> [Исходный текст]:
Двойная спираль. Забытые герои сражения за ДНК - Гарет Уильямс
Шрифт:
Интервал:
Закладка:
Кто заслуживает самую большую долю славы? Уотсон и Крик не считали нужным даже ставить такой вопрос. Макс Перуц полагал, что загадка ДНК «могла быть решена лишь огромным скачком воображения»[1276], и этот скачок сделал именно Уотсон. По мнению Крика, понимание Уотсоном[1277] того, как пары оснований соединяются вместе, пришло случайно, но ни у кого больше не было «подготовленного ума», чтобы распознать значение такого случайного открытия. И лишь они одни шли по верному следу: «Двигаясь ощупью туда и сюда, мы наткнулись на золото, но факт в том, что мы искали золото. задавали верные вопросы»[1278].
Но есть еще один факт, который Уотсон и Крик никогда не горели желанием признавать. Другие уже произвели разведку, определили расположение, выкопали золото и передали его им на тарелочке с минимальным количеством шлака. Аарон Клуг предложил собственную интерпретацию процесса[1279]: «Структура была разгадана Фрэнсисом Криком и Джеймсом Уотсоном на основе данных рентгеновской дифракции волокон ДНК, полученных Розалинд Франклин». Крик и Уотсон смотрели свысока на механическую работу «людей из Королевского колледжа», но они были единственными из авторов трилогии статей в журнале Nature, кто ни разу пальцем не притронулся к ДНК в лаборатории. Кембриджский дуэт активно пользовался данными Королевского колледжа, мало что или совсем ничего не давая взамен. Если выражаться чисто биологическими терминами, их отношение было даже не симбиотическим, а паразитическим.
Наука может быть грязным делом; «любезность» не значится в списке желаемых качеств, не говоря уже об основных, для успешного исследователя. Наука будет идти вперед только в том случае, если ученые смотрят в этом направлении, и утверждалось, что «наука, которая не решается забыть своих основателей, погибла»[1280]. В идеале, однако, основателям не следует давать по зубам в попытке вскарабкаться на их плечи, чтобы видеть дальше.
История ДНК – выставка ученых, ведущих себя неподобающе; помимо острых глаз и умов, у некоторых были угрожающе острые локти. Несколько моментов демонстрируют высокое искусство обструкционизма. В качестве примеров можно привести «абсурдное занудство»[1281] тетрануклеотидной гипотезы, с помощью которого Феб Левен безуспешно пытался погубить собственное детище, ДНК; и Альфреда Мирски, с дьявольским упорством пытающегося втоптать в грязь работу Эвери, невзирая на фактические доказательства, говорящие о чем-то всем остальным. Читатели сами могут подобрать кандидатов для одного из академических стереотипов, выявленных Ф. М. Корнфордом в Кембридже в начале 1900-х годов. Спешащий молодой человек[1282] – это «ограниченный и до смешного молодой педант, достаточно неопытный, чтобы вообразить, что чего-нибудь можно добиться за короткое время и даже предлагать определенные вещи и страдающий угрызениями совести, которые склонны начинаться, словно корь, в отдельных местах».

> [Содержимое данных]:
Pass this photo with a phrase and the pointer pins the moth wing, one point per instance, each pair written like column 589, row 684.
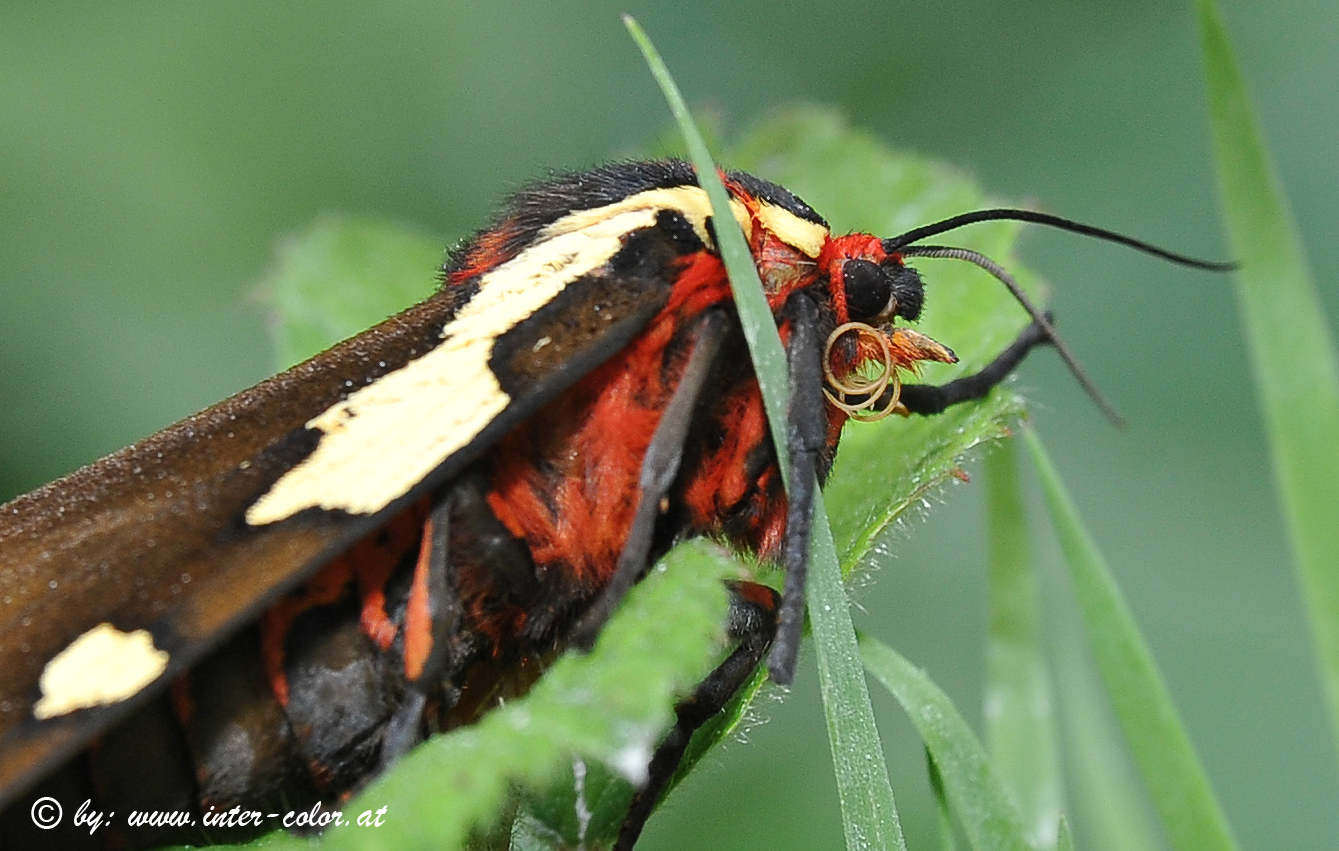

> [Задание 1]:
Сверьте с исходным текстом выше три утверждения: (а) Макс Перуц считал, что загадку ДНК можно было решить только огромным скачком воображения; (б) Уотсон и Крик сами проводили опыты с ДНК в лаборатории; (в) Ф. М. Корнфорд выявил академические стереотипы в Оксфорде. Для каждого ответьте «да» или «нет» и приведите точную цитату из текста, которая это решает.
> [Задание 2]:
Перечислите всех людей, названных по имени в абзаце исходного текста, который начинается словами «Но есть еще один факт».

> [Ответ 1]:
(а) Да: «Макс Перуц полагал, что загадка ДНК «могла быть решена лишь огромным скачком воображения»».
(б) Нет: «они были единственными из авторов трилогии статей в журнале Nature, кто ни разу пальцем не притронулся к ДНК в лаборатории».
(в) Нет: «выявленных Ф. М. Корнфордом в Кембридже в начале 1900-х годов».

> [Ответ 2]:
Фрэнсис Крик, Джеймс Уотсон, Аарон Клуг, Розалинд Франклин.